(Entries from a point annotation set)

** Start **

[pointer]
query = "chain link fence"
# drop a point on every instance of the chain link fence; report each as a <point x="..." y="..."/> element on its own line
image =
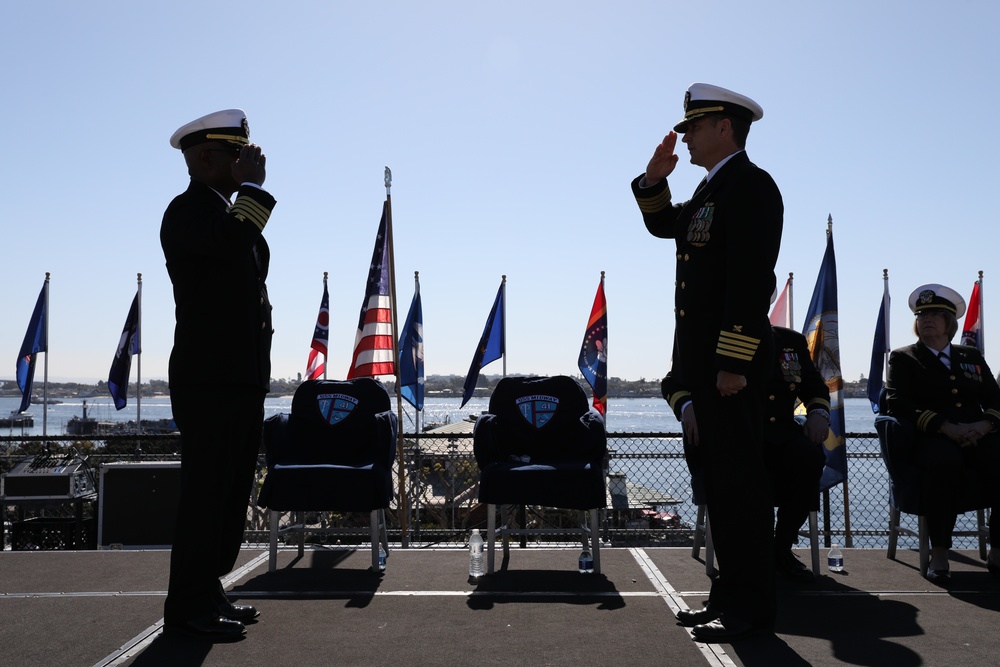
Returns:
<point x="649" y="495"/>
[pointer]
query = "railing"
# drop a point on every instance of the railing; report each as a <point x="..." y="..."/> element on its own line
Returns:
<point x="649" y="492"/>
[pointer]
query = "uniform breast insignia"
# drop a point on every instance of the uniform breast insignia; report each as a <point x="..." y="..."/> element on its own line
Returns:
<point x="701" y="224"/>
<point x="972" y="371"/>
<point x="791" y="367"/>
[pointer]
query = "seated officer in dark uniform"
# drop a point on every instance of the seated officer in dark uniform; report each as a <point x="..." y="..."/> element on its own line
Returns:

** End **

● What to do:
Please reproduce the material above with "drop a point" replaced by "place a marker" wherever it appears, keeping everything else the same. Omit the pictures from your answer.

● Response to the task:
[pointer]
query = "chain link fence"
# place a marker on every instance of the chain link fence; report each as a <point x="..." y="..."/> element on its own line
image =
Returns:
<point x="649" y="495"/>
[pointer]
query = "railing"
# place a marker on every instance of the railing; report each as a <point x="..." y="..."/> element on its own line
Returns:
<point x="649" y="492"/>
[pointer]
query = "uniform breast insignia"
# place a marker on every instance of the uniform breast insignia; report each as a <point x="..." y="..."/> element on its own line
Returns:
<point x="701" y="224"/>
<point x="972" y="371"/>
<point x="791" y="367"/>
[pointer]
query = "seated officer in dark uniform"
# place a marker on every instance of the seated officer in dark uniform; report each as a <point x="..." y="..."/> element on its own line
Returns:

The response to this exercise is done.